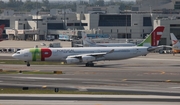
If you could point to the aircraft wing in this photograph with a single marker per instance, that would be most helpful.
(91, 54)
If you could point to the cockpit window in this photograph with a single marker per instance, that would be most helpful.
(17, 52)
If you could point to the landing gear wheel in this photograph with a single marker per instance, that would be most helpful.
(28, 64)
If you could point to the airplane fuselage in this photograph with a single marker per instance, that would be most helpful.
(60, 54)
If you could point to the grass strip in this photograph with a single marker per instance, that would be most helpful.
(24, 72)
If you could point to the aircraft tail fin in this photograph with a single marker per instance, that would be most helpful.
(1, 31)
(154, 37)
(87, 41)
(174, 40)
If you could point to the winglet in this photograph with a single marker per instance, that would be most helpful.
(86, 40)
(154, 37)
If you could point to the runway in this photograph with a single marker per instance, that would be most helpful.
(69, 99)
(154, 74)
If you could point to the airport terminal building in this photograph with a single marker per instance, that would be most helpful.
(131, 24)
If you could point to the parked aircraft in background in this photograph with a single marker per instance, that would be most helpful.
(88, 55)
(1, 31)
(175, 43)
(150, 40)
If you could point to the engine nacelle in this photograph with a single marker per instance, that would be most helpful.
(72, 60)
(86, 59)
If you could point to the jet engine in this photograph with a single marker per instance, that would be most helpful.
(72, 60)
(86, 59)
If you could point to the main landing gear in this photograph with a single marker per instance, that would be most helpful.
(27, 63)
(90, 64)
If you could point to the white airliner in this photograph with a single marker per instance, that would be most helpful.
(175, 43)
(1, 31)
(87, 42)
(88, 55)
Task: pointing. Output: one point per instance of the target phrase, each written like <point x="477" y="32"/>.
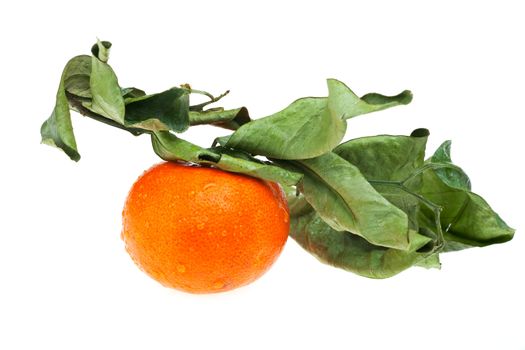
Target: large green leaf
<point x="106" y="94"/>
<point x="167" y="110"/>
<point x="78" y="76"/>
<point x="451" y="175"/>
<point x="353" y="253"/>
<point x="57" y="130"/>
<point x="230" y="119"/>
<point x="171" y="148"/>
<point x="467" y="219"/>
<point x="310" y="126"/>
<point x="341" y="195"/>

WORK ITEM.
Exactly as written, set down the lines from the line holding "If you could point to the airport" to the last line of the data, both ends included, pictures excluded.

EXERCISE RESPONSE.
If you could point to the airport terminal building in this photograph with a single marker per instance, that would be most helpful.
(131, 24)
If you could point to the parked aircraft in background in this photograph with a single marker per instance, that would be most helpful.
(88, 55)
(1, 31)
(175, 43)
(150, 40)
If you could point to the engine nacelle in this photograph with a single marker per instance, that would be most helpful.
(72, 60)
(86, 59)
If you could point to the jet engine in this photograph with a single marker per instance, that would be most helpful.
(72, 60)
(86, 59)
If you could point to the main landing gear in this photograph with a single marker per instance, that would be most helpful.
(27, 63)
(90, 64)
If you could point to the white airliner in this photograph with a single marker per instance, that would be most helpful.
(175, 43)
(1, 31)
(87, 42)
(88, 55)
Task: pointing. Output: one point per instance of the target phrase, each written like <point x="477" y="32"/>.
Target: large green leaf
<point x="106" y="94"/>
<point x="167" y="110"/>
<point x="78" y="76"/>
<point x="451" y="175"/>
<point x="353" y="253"/>
<point x="57" y="130"/>
<point x="230" y="119"/>
<point x="171" y="148"/>
<point x="467" y="219"/>
<point x="310" y="126"/>
<point x="341" y="195"/>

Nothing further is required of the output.